Provided passage:
********

Aria Operation for Logs shows disconnected and has 100% utilization on root partition
book
Article ID: 312243
calendar_today
Updated On:
Products
VMware Aria Suite
Issue/Introduction
This information describes the symptoms, cause, impact, and resolution of the issue where Aria Operations for Logs nodes become disconnected due to high root partition utilization caused by a large .hprof file.
Symptoms:
One or More nodes show disconnected in the UI.
On checking the output of "df -h" on the respective nodes we see that the root partition is full.
On checking which file is filling up the partition we see a ".hprof" java heap dump with a very large file size and growing.
On checking journalctl logs you see log entries about NTP time drift.
Environment
VMware Aria Operations for Logs 8.14.x and later
Cause
The heap dump is created when a Java process sees an issue with a running process. In this case, because a node suffers from time drift the loginsight service keeps crashing.
Resolution
Find the hprof file using the below command:
find / -name \*.hprof -exec ls -lah {} \;
Then you can delete the .hprof file(s), if any and restart the loginsight service by running:
service loginsight restart
To ensure that this issue doesn't happen again ensure that NTP server is reachable from the node and that the time on all the nodes in the cluster has only a couple of seconds time difference.
Additional Information
Impact/Risks:
Aria Operations for Logs nodes become unavailable, which affects the collection and analysis of logs.
High disk utilization can lead to performance degradation and potential data loss.

********

Information:
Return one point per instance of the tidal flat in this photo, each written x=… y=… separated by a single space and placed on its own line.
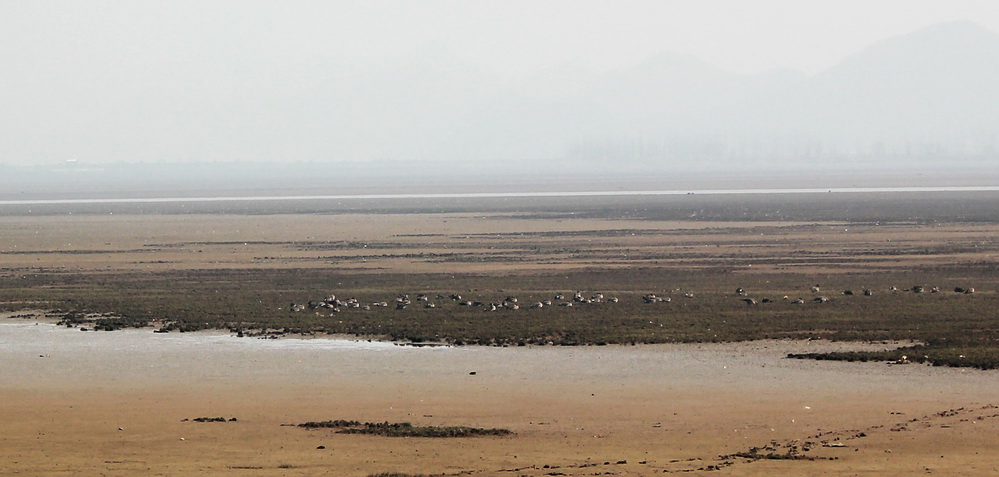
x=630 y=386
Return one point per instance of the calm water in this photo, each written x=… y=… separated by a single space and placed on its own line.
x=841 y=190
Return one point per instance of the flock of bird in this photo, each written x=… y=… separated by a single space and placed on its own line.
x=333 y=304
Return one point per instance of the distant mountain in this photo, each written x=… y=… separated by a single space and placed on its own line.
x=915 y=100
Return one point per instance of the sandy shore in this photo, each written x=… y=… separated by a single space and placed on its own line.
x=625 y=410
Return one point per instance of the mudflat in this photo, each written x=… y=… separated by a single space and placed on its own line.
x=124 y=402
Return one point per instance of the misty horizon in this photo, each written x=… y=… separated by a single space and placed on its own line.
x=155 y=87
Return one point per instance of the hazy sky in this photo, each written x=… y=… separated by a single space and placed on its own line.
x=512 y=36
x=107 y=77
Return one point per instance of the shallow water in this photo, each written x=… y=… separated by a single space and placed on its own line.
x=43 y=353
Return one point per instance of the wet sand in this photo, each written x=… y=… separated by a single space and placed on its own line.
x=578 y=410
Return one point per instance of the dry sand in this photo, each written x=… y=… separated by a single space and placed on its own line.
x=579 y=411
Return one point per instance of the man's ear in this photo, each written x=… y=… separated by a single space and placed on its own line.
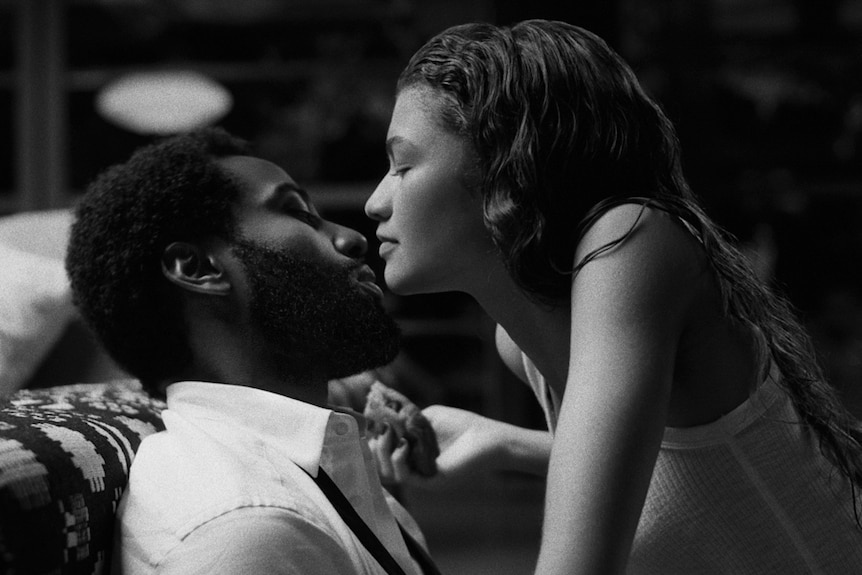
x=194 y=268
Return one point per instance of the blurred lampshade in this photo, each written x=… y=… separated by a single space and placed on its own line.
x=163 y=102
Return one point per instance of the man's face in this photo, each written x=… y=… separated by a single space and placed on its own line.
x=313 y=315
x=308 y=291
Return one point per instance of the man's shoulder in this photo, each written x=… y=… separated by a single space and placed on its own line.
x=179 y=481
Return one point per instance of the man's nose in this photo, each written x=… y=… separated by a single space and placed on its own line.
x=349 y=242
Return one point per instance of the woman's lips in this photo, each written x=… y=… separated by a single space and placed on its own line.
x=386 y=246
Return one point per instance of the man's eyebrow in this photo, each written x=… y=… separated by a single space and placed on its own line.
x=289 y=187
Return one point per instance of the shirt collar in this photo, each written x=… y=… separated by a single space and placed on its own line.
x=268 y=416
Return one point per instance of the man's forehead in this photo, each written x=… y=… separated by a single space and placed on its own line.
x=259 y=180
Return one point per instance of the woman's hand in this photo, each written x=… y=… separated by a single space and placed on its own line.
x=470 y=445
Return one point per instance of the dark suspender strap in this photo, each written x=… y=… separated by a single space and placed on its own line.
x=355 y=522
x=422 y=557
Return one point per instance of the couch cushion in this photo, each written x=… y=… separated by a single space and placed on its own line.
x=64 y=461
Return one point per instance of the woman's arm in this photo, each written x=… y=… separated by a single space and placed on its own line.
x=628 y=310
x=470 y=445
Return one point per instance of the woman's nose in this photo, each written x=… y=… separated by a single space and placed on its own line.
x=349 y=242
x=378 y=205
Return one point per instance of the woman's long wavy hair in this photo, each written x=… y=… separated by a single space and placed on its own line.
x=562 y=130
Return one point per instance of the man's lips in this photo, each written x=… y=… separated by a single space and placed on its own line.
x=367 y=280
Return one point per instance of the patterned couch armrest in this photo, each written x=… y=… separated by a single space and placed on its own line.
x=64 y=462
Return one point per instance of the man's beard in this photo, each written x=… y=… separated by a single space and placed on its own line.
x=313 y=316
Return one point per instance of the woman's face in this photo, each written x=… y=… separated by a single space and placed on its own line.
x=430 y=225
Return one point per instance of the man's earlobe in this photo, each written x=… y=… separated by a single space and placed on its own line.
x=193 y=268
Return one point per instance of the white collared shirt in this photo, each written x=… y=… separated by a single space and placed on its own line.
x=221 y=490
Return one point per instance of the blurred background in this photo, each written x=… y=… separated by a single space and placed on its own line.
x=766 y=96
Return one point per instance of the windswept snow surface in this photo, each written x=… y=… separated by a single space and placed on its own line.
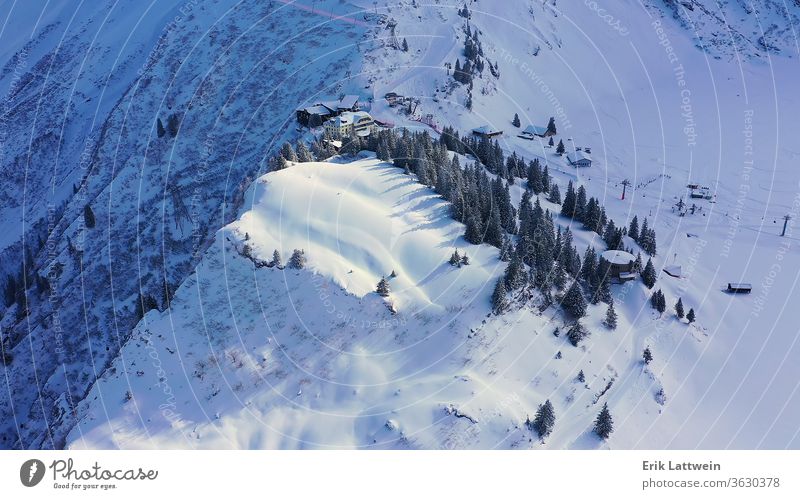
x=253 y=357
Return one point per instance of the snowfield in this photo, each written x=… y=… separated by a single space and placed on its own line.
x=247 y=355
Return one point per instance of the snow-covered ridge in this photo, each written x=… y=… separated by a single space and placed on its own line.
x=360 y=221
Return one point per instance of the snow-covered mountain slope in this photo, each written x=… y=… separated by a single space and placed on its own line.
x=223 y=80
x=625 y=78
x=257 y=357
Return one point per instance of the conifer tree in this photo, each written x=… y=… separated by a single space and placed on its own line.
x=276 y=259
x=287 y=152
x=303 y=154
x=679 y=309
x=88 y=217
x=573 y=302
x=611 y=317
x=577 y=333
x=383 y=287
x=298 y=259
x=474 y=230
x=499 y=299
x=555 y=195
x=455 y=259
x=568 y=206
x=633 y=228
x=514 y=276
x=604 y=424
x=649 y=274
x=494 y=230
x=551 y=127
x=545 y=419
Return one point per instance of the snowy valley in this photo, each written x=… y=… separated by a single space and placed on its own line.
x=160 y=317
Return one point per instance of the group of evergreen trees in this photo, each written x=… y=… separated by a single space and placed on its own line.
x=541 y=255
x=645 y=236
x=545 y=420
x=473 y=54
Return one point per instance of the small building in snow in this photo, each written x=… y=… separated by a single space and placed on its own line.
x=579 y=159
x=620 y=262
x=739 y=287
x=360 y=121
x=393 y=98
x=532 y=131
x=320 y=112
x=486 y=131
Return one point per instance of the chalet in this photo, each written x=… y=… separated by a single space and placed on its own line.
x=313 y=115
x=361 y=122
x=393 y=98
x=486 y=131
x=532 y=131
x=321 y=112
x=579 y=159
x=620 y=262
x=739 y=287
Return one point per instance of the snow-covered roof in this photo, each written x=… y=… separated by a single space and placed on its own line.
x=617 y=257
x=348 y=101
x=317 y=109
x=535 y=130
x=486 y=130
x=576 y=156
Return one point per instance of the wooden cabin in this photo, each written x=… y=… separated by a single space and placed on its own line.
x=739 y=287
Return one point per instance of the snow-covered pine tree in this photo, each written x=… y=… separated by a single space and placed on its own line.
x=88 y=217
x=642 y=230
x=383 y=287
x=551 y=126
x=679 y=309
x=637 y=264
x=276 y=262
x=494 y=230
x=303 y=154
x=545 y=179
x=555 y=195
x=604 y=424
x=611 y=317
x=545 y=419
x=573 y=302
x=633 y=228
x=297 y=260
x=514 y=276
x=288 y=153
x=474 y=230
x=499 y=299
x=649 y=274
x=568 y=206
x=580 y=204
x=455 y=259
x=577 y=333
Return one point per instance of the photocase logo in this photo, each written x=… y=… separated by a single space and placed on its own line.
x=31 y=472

********

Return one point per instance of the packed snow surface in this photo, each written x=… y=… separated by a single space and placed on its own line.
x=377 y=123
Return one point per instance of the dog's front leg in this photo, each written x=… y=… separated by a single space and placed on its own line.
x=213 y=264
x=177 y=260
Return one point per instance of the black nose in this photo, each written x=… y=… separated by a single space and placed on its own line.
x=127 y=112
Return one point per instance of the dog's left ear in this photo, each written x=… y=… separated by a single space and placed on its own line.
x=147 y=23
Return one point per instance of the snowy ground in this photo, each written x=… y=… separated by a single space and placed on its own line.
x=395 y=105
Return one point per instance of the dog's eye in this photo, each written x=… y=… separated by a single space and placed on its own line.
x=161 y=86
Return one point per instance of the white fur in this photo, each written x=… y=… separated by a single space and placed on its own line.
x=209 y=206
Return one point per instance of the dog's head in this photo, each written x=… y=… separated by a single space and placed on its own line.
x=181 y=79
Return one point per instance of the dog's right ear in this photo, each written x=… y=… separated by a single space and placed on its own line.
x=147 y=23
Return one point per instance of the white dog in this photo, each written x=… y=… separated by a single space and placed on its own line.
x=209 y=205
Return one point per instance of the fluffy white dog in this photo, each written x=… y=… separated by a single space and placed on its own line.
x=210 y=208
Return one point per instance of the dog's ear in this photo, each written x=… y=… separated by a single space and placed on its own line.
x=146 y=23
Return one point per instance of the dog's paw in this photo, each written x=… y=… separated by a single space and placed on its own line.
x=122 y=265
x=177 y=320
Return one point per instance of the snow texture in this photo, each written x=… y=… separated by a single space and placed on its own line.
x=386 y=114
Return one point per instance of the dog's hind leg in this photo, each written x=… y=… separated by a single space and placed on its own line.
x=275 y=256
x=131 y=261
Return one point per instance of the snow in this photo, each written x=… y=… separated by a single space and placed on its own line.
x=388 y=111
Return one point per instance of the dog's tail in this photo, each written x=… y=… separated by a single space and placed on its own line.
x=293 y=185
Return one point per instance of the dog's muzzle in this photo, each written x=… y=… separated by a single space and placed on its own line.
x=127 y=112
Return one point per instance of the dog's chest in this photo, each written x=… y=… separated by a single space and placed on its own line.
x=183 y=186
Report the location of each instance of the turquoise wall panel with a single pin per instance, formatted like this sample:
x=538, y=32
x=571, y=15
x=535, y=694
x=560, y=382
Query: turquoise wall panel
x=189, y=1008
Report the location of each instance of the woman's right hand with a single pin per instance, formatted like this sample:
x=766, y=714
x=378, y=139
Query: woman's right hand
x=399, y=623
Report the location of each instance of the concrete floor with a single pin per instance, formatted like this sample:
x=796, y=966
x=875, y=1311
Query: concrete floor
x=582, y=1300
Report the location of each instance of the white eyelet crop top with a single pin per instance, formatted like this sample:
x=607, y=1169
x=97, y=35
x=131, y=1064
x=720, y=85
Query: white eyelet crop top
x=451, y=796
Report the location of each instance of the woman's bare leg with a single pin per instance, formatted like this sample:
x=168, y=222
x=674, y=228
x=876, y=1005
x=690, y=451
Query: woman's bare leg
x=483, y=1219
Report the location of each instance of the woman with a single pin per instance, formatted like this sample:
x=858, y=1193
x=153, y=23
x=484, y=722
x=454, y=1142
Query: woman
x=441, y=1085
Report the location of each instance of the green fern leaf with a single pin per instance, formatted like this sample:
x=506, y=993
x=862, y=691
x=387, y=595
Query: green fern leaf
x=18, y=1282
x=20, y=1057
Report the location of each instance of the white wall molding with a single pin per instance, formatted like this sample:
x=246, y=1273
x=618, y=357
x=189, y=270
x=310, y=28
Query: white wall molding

********

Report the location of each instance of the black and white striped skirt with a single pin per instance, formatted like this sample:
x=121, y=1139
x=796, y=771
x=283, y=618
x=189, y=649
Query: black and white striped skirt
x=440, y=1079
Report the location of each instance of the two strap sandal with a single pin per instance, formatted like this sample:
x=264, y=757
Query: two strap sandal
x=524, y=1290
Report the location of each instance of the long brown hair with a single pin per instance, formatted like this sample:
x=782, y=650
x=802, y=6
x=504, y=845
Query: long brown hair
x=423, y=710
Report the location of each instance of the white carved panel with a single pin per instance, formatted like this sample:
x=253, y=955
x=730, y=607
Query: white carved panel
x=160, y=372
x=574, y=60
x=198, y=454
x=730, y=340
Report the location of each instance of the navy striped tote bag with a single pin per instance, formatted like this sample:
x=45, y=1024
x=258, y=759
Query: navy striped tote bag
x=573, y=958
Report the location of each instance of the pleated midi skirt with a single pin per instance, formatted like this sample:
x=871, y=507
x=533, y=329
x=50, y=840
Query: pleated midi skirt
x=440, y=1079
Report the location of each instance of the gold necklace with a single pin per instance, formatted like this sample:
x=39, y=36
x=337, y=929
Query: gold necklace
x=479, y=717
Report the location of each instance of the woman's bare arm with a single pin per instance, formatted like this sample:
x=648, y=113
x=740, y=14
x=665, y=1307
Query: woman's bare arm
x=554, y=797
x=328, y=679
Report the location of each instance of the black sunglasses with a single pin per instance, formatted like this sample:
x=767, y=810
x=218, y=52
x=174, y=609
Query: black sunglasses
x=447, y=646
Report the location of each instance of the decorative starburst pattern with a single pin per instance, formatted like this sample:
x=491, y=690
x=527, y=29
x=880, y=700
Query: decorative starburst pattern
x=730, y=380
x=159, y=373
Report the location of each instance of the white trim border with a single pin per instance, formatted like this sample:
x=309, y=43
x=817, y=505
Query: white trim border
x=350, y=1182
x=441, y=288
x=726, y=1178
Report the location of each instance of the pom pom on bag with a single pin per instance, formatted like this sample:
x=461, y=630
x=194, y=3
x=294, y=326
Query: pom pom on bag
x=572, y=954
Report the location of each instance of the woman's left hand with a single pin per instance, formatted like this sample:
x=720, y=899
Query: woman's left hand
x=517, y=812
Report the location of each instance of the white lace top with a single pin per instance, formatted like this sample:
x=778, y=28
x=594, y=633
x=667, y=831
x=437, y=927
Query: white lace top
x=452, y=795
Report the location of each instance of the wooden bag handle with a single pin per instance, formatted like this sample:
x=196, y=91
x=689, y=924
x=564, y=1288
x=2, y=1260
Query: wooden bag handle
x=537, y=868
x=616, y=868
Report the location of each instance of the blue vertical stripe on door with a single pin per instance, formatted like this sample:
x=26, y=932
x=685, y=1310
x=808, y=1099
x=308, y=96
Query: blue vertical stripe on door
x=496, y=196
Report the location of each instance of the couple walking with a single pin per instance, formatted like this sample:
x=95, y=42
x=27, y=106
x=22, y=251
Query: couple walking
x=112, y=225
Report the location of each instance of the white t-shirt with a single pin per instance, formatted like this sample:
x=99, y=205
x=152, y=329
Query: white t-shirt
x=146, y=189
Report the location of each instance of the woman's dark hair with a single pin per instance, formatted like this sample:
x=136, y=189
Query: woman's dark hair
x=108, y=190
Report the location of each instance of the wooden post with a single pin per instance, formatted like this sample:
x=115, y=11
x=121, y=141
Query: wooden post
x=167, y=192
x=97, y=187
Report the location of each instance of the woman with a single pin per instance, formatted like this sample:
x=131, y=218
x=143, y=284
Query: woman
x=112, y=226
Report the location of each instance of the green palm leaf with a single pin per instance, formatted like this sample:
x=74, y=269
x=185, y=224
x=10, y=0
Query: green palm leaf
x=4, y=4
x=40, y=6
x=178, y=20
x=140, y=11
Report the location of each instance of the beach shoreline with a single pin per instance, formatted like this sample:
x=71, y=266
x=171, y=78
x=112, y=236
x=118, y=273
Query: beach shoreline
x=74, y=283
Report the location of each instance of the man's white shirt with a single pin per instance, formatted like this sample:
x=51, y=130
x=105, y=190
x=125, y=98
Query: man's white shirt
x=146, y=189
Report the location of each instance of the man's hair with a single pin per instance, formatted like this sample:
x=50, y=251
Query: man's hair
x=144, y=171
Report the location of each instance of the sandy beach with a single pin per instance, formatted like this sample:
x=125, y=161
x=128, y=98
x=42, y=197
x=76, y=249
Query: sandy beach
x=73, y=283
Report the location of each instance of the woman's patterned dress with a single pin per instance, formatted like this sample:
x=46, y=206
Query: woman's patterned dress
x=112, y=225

********

Assignment:
Reproduce the passage from the Aria Operations for Logs article above, beginning at the words "Aria Operation for" and stopping after "NTP time drift.". Swap every "root partition" for "root filesystem".

Exercise solution:
Aria Operation for Logs shows disconnected and has 100% utilization on root filesystem
book
Article ID: 312243
calendar_today
Updated On:
Products
VMware Aria Suite
Issue/Introduction
This information describes the symptoms, cause, impact, and resolution of the issue where Aria Operations for Logs nodes become disconnected due to high root filesystem utilization caused by a large .hprof file.
Symptoms:
One or More nodes show disconnected in the UI.
On checking the output of "df -h" on the respective nodes we see that the root filesystem is full.
On checking which file is filling up the partition we see a ".hprof" java heap dump with a very large file size and growing.
On checking journalctl logs you see log entries about NTP time drift.